** start of Given entries **
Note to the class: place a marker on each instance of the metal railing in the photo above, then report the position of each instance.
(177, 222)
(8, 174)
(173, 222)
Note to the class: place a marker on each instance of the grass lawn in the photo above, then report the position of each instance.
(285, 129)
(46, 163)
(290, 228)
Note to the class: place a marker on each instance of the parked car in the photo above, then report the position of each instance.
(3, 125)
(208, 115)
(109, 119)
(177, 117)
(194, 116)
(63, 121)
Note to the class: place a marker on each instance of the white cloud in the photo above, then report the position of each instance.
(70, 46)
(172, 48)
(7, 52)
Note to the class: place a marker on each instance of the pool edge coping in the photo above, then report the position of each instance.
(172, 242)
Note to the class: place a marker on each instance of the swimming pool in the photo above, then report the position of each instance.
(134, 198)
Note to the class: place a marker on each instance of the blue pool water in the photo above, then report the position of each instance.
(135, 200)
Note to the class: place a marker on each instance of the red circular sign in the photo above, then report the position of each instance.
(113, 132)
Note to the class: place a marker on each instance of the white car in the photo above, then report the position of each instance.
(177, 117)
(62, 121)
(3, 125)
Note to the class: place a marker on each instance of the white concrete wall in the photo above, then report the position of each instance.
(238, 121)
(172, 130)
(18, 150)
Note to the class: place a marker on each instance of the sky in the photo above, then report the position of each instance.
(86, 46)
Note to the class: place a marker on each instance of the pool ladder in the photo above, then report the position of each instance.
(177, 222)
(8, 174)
** end of Given entries **
** start of Given entries **
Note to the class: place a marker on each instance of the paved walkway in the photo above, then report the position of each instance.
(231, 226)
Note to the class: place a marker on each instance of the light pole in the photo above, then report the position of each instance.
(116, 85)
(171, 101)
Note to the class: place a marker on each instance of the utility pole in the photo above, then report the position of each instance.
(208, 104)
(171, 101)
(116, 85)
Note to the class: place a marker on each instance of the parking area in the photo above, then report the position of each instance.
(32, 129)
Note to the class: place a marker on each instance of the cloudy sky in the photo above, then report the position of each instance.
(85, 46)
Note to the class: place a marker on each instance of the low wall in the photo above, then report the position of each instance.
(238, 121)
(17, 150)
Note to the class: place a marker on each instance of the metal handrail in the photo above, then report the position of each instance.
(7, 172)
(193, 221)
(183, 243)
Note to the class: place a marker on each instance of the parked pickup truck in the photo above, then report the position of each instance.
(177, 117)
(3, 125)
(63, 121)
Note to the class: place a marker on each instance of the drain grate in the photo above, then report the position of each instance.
** end of Given entries **
** start of Given entries **
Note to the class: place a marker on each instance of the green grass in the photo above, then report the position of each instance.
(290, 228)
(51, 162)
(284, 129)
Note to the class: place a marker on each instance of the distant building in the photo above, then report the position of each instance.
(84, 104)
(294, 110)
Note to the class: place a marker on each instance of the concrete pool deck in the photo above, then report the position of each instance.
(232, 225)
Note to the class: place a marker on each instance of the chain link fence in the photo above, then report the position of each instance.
** end of Given entries **
Written instruction | Write the items above as a JSON list of strings, one per line and skipping any blank lines, from the line with "of the concrete" to the line with "of the chain", both included.

Task result |
[
  "Note to the class: place a marker on each instance of the concrete pool deck in the photo above, then report the position of each instance.",
  "(232, 225)",
  "Note to the class: place a marker on each instance of the chain link fence in the photo above, then report the position of each instance."
]